* _Text block_:
The one moment in Fear of Comics, a collection of Gilbert’s short stories and experimental work from between the first and second runs of Love and Rockets proper, isn’t visual, but verbal. “Dr. Fritz, in this dream I look at you and I can only think of killing you,” says the bizarrely dressed character known as the Diva to her therapist. “I focus my hostility toward you because I’m actually angry with somebody else from my past who’s been abusive to me but it’s you I want dead. If I kill you all the world’s pain would go away because I would be satisfied…! God forgive me…”
“Not to worry,” Fritz replies in her trademark lisping voice. “It’th your dream and you’re thimply working out your reprethed daily fruthtrathionth.”
“My dream…?” the Diva replies.
In the next panel Fritz awakes with a shock, the crescent moon whose shape adorns the Diva’s headgear shining coldly through her dark bedroom window.

* _Source data_:
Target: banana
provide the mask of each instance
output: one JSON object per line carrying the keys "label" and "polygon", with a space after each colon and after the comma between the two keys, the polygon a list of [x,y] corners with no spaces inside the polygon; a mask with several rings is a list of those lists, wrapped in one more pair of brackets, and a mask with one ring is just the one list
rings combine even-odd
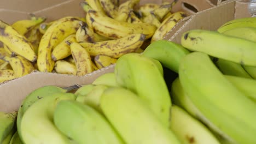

* _Activities_:
A - In the comics text, reproduce the section starting at "The one moment" and ending at "the Diva replies.", swapping "Fritz" for "Franz".
B - Condense the paragraph of the comics text that begins "The one moment in Fear of Comics" into a shorter version that keeps its main facts.

* _Answers for the tasks_:
A -
The one moment in Fear of Comics, a collection of Gilbert’s short stories and experimental work from between the first and second runs of Love and Rockets proper, isn’t visual, but verbal. “Dr. Franz, in this dream I look at you and I can only think of killing you,” says the bizarrely dressed character known as the Diva to her therapist. “I focus my hostility toward you because I’m actually angry with somebody else from my past who’s been abusive to me but it’s you I want dead. If I kill you all the world’s pain would go away because I would be satisfied…! God forgive me…”
“Not to worry,” Franz replies in her trademark lisping voice. “It’th your dream and you’re thimply working out your reprethed daily fruthtrathionth.”
“My dream…?” the Diva replies.

B - The one moment in Fear of Comics is verbal, not visual. The collection gathers Gilbert's short stories and experimental work from between the first and second runs of Love and Rockets proper. In it, the bizarrely dressed Diva tells her therapist, Dr. Fritz, that in this dream she can only think of killing her. The Diva says her hostility is really aimed at someone abusive from her past, but it is Fritz she wants dead. She believes killing Fritz would end all the world's pain, and she asks God to forgive her.